Kaynak Metin:
*-*-*

Ankara’nın Beypazarı ilçesinde kışlık havuç, hasadın başlamasının ardından tezgahtaki yerini aldı.
Beypazarı ilçesinde yaklaşık 6 bin yerli, 4 bin ise Suriyeli işçinin çalıştığı havuç üretimi, Türkiye’nin havuç ihtiyacının yaklaşık yüzde 40’ını karşılıyor. Beypazarı’nda sabah erken saatlerde tarlaya ulaşan işçiler havuç sökümü yapıyor. Tarlada toplanarak çuvallara doldurulan havuçlar, yıkama tesislerine gönderiliyor. Tesislerde önce geniş bir havuzda kaba temizliği yapılan havuçlar, daha sonra yıkama makinesinden geçerek genellikle bayanların çalıştığı paketleme kısmına ulaşıyor. Sebze halleri ve marketlerde Beypazarı havucu ismi ile yer alan havuçlar, ev hanımları tarafından özellikle tercih ediliyor.

*-*-*

Sağlanan Bilgiler:
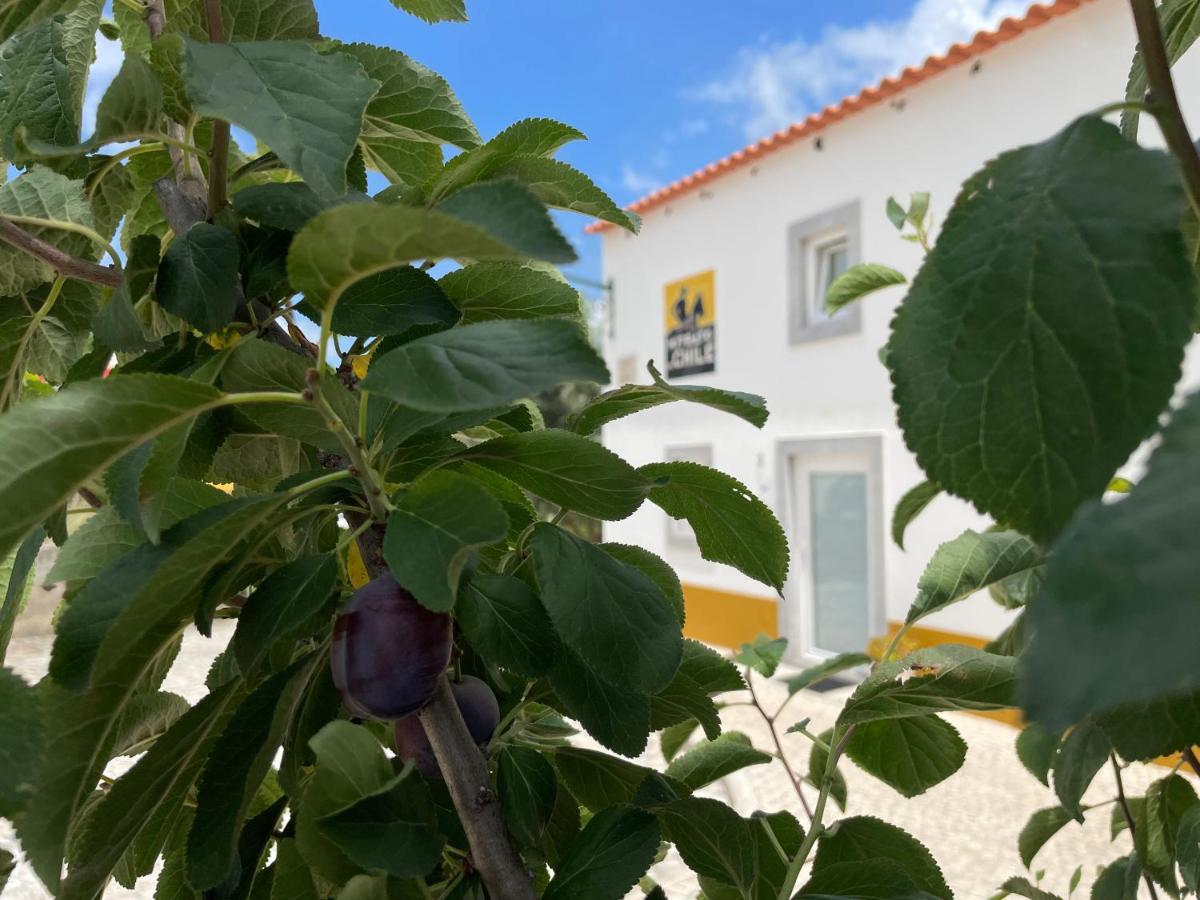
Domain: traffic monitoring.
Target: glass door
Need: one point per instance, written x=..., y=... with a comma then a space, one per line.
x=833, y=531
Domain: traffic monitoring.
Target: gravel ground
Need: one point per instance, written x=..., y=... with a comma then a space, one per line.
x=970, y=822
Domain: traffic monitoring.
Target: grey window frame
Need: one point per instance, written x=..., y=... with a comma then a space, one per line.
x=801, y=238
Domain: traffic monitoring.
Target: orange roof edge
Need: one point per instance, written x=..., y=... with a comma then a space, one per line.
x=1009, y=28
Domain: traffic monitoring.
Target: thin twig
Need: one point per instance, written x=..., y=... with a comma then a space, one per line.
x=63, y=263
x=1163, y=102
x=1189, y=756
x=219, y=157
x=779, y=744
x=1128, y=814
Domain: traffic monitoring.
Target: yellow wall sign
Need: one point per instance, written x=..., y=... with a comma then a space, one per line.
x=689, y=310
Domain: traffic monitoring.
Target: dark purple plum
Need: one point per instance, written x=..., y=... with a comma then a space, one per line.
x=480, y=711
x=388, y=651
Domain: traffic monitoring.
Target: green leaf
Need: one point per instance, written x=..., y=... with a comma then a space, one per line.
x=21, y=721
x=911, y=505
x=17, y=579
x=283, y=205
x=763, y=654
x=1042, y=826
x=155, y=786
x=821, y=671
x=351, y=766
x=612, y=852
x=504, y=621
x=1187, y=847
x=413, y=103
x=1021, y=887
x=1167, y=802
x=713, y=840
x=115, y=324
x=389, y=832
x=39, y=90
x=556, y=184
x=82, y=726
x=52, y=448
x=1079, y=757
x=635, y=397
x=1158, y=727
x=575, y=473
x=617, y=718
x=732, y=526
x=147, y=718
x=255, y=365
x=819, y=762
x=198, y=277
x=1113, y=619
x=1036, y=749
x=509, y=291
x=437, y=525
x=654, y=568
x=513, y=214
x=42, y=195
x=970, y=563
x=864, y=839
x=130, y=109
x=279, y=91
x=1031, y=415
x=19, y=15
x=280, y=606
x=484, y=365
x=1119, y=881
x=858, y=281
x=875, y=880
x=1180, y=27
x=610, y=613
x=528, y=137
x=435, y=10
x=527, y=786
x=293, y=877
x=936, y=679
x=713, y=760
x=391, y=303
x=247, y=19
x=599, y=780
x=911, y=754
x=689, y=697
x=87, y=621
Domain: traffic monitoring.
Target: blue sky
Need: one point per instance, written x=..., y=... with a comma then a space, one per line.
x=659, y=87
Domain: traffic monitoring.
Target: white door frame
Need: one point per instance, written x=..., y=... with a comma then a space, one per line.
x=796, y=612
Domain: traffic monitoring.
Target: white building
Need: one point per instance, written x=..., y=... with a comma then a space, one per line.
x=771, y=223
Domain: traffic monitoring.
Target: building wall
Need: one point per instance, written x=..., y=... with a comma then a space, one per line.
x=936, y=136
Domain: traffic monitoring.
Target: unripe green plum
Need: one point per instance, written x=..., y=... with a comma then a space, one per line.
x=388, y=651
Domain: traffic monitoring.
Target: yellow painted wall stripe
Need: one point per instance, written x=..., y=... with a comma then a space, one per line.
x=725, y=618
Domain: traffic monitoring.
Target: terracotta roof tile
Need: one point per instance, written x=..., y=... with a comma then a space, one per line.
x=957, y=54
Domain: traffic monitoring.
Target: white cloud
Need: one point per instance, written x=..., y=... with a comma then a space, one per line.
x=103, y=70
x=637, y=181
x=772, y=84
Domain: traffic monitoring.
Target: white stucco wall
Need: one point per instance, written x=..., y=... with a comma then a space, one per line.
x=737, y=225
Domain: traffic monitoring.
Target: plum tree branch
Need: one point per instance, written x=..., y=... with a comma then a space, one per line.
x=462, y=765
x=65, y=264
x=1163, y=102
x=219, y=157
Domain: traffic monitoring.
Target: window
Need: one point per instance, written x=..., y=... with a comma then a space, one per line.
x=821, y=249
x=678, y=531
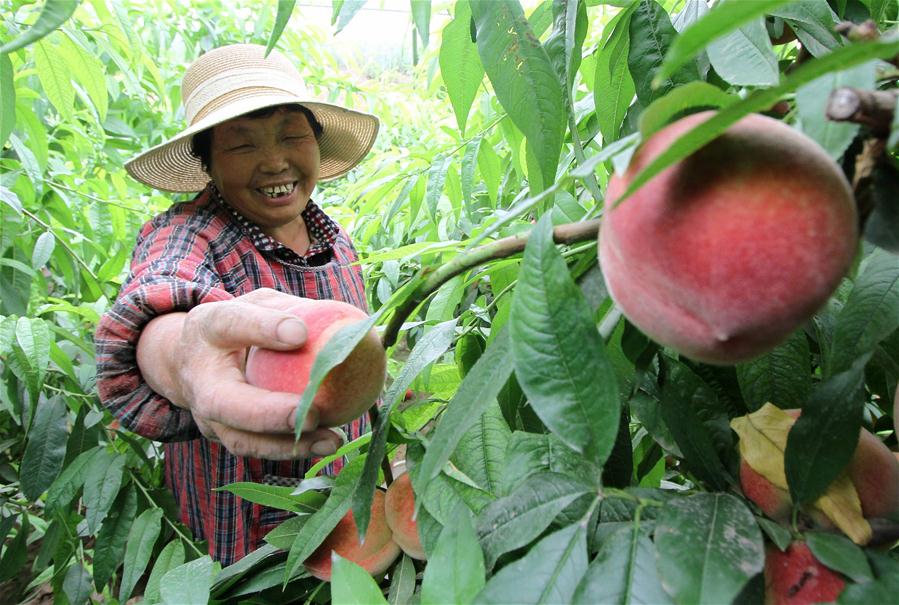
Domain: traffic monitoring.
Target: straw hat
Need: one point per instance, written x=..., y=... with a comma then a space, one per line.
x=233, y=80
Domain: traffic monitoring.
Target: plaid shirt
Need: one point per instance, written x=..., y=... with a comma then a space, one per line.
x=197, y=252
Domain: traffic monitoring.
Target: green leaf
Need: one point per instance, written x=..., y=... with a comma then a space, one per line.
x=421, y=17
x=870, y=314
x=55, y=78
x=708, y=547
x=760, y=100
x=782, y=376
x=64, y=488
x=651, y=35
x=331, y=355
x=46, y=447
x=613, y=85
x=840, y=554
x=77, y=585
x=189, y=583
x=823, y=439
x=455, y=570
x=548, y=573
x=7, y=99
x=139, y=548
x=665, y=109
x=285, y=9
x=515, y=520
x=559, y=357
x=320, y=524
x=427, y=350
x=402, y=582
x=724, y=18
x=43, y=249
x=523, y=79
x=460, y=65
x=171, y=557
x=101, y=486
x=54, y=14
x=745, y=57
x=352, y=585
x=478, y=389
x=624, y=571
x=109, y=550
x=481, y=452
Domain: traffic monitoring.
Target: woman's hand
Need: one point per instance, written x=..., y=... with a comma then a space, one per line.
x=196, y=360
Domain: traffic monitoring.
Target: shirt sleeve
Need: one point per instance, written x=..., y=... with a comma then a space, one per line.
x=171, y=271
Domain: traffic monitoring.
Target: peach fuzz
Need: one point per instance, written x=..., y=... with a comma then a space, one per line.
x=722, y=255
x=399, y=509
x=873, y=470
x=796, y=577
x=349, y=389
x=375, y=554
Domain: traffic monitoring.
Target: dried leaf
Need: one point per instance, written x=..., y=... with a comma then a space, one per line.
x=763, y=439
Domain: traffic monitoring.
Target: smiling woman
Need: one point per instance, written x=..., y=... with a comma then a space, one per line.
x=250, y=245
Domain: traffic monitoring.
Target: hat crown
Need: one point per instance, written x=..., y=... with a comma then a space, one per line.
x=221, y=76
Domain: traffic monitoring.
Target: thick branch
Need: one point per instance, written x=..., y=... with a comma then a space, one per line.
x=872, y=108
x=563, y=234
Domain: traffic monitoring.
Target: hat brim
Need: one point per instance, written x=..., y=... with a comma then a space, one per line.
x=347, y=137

*-*-*

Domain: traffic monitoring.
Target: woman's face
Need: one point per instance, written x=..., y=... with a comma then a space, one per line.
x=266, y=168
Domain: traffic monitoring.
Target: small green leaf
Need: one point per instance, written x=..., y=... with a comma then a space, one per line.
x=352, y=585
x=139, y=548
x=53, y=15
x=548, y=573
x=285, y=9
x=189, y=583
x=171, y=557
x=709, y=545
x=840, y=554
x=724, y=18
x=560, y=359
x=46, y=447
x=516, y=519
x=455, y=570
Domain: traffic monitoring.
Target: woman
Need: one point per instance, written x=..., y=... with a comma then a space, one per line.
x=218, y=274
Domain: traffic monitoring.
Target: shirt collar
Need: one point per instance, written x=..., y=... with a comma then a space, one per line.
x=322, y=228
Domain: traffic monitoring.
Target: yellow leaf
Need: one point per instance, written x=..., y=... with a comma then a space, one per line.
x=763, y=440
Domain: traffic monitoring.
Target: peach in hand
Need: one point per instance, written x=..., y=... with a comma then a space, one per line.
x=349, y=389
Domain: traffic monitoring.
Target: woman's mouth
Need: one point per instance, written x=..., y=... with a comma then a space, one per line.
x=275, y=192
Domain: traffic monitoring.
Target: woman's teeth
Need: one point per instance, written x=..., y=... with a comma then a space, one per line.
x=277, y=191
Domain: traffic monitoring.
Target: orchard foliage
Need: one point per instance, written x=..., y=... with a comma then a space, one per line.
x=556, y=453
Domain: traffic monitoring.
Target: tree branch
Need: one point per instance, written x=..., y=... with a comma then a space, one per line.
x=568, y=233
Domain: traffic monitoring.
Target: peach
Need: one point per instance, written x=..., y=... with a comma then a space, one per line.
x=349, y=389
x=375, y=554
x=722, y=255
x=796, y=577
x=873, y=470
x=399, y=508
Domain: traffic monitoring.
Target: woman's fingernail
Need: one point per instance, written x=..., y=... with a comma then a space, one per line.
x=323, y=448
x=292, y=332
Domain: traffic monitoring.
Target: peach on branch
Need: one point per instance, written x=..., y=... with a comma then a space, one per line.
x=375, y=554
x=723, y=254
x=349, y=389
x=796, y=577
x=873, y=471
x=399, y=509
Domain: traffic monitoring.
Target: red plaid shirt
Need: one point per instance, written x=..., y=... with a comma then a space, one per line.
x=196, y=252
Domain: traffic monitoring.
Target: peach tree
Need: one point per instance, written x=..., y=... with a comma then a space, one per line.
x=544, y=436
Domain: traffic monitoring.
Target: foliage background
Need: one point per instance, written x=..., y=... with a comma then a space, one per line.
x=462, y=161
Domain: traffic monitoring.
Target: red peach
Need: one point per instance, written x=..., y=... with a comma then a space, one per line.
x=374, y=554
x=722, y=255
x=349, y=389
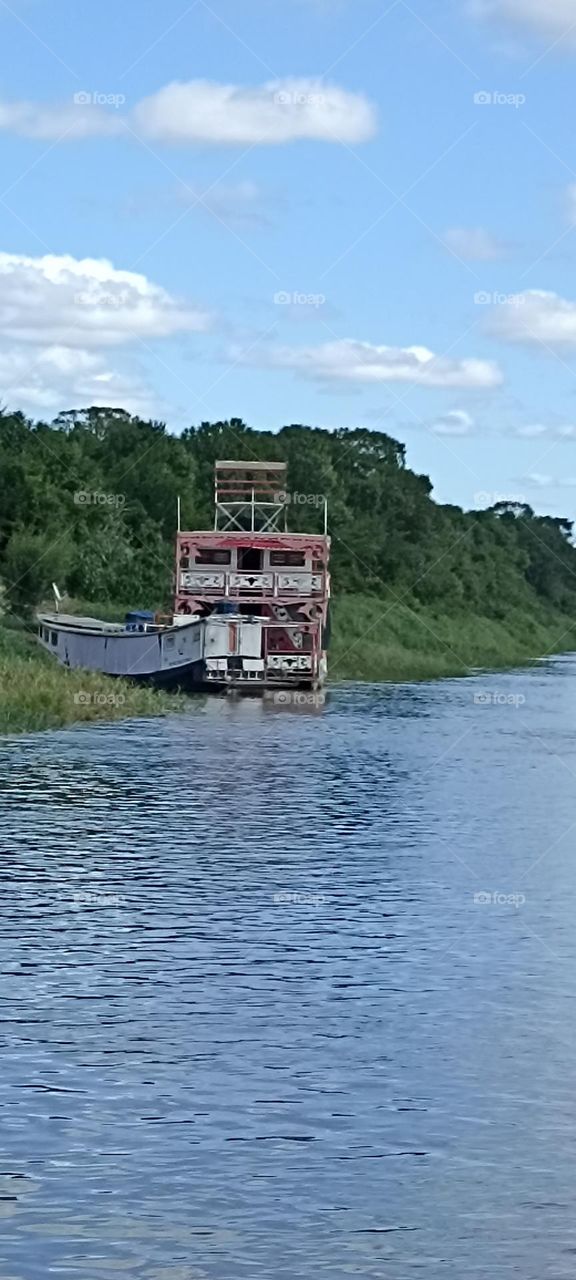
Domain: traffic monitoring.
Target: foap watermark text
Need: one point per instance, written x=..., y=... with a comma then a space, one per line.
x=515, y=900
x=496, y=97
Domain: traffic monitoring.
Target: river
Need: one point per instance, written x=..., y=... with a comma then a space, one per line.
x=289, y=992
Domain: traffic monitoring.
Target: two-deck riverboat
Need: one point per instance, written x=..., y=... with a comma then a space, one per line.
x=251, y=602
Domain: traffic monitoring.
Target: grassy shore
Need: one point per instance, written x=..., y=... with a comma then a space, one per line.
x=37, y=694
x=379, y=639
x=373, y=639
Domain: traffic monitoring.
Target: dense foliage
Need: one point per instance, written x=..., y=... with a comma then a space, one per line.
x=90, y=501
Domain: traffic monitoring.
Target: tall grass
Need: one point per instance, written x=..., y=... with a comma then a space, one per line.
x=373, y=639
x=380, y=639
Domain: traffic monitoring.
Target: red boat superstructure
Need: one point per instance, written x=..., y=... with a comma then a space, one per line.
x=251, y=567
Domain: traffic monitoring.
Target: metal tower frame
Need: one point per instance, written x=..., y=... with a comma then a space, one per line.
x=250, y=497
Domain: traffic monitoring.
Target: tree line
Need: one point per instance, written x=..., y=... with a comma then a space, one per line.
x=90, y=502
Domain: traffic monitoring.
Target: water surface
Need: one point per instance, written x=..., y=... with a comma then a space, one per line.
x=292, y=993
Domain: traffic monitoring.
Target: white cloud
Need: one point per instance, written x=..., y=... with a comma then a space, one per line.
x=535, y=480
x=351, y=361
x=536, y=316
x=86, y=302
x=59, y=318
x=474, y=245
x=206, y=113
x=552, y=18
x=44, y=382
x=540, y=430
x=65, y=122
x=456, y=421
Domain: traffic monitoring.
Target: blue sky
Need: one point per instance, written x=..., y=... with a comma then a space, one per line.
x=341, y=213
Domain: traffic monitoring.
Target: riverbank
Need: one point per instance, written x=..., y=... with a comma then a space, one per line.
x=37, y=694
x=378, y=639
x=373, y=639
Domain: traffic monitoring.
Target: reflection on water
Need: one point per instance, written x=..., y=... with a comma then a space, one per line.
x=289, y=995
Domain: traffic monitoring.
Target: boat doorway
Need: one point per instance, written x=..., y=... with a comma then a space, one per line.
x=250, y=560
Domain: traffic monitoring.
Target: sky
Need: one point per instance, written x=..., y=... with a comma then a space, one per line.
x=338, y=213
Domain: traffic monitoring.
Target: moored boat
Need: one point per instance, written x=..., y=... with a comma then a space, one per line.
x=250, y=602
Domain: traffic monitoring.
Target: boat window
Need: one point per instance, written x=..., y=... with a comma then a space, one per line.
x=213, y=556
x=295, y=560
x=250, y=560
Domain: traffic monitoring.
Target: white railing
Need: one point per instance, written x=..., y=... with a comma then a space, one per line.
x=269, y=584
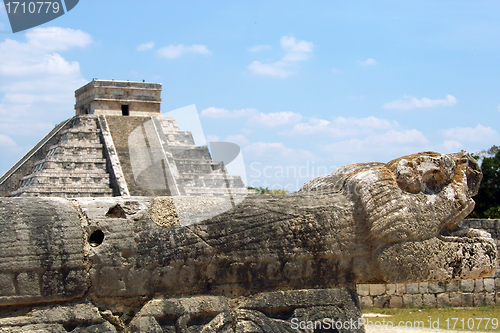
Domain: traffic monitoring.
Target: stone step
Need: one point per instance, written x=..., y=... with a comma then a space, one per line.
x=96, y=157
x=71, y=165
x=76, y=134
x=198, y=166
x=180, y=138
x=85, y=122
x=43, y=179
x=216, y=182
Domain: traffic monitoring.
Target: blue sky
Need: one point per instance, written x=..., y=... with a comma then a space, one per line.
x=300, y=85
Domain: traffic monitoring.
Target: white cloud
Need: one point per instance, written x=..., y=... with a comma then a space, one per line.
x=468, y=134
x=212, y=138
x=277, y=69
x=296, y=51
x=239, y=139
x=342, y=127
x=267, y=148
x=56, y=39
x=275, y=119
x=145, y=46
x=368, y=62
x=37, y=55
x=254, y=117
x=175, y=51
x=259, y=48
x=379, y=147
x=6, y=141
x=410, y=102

*-*-*

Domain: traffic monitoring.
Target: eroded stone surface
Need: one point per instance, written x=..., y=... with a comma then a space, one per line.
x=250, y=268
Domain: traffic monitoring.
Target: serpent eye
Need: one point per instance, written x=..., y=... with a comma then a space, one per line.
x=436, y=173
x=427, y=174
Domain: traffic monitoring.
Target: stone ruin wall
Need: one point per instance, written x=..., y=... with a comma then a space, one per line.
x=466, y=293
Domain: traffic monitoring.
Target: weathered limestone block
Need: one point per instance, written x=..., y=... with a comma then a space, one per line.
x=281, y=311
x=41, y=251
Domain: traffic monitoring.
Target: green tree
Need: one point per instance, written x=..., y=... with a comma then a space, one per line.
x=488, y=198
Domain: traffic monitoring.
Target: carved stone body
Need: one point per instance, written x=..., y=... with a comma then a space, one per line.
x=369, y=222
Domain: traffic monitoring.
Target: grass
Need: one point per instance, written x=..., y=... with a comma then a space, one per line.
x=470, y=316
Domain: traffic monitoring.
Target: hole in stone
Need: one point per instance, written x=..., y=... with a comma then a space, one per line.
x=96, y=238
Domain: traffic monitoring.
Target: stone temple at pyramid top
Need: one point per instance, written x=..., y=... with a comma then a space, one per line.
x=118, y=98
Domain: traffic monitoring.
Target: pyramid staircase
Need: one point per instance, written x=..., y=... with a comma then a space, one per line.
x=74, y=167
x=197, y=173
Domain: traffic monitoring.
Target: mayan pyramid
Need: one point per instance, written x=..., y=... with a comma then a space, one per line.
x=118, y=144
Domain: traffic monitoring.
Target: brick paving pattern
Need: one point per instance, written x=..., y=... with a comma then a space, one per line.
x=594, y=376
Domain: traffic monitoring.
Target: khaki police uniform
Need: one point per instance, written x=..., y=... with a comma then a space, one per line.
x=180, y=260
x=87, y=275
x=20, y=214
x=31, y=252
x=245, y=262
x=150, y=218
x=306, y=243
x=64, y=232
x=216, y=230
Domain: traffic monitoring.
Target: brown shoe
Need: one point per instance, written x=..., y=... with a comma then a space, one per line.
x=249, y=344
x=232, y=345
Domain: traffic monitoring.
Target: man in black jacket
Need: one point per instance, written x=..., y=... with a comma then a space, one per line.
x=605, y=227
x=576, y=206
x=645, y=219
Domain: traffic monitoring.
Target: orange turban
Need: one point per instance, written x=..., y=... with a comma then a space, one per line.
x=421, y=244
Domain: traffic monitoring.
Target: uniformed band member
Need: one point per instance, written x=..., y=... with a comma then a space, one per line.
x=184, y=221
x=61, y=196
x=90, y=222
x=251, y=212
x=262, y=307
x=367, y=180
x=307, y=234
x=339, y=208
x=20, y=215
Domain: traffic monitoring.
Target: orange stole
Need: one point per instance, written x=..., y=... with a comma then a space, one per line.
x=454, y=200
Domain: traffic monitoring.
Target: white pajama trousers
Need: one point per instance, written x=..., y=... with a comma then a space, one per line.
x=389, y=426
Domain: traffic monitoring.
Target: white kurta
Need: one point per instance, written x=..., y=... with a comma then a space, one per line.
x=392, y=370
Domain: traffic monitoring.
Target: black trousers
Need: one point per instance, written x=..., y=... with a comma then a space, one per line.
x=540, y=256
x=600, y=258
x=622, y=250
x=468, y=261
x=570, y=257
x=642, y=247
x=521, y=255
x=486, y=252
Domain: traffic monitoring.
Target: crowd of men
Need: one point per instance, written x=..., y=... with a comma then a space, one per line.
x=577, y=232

*-*-*

Görev Listesi:
a) Kaynak metne göre aşağıdaki soruları yanıtlayınız.
(i) Beypazarı'ndaki havuç üretimi, Türkiye'nin havuç ihtiyacının yaklaşık yüzde kaçını karşılıyor?
(ii) Yıkama tesislerinde havuçların kaba temizliği nerede yapılıyor?
(iii) Paketleme kısmında genellikle kimler çalışıyor?
b) Kaynak metindeki "Beypazarı’nda sabah erken saatlerde tarlaya ulaşan işçiler havuç sökümü yapıyor." cümlesini İngilizceye çeviriniz.
c) Beypazarı havucunu anlatan metni son cümlesinden itibaren sürdürünüz.

Çözümlü Problemler:
a)
(i) Yaklaşık yüzde 40'ını.
(ii) Geniş bir havuzda.
(iii) Genellikle bayanlar.

b) In Beypazarı, workers who arrive at the fields in the early morning hours pull up carrots.

c)
Beypazarı’nda 60 bin dönüm ekili alandan 300 bin ton havuç hasadı gerçekleşiyor. Havuçların bir kısmı günlük kullanıma, bir kısmı kuyulamaya bir kısmı da soğuk hava depolarına kaldırılıyor. Kuyulardaki havuçlar Şubat-Mart aylarına kadar, soğuk hava depolarına koyulan havuçlar ise Mayıs-Haziran aylarına kadar sevkiyatı yapılıyor.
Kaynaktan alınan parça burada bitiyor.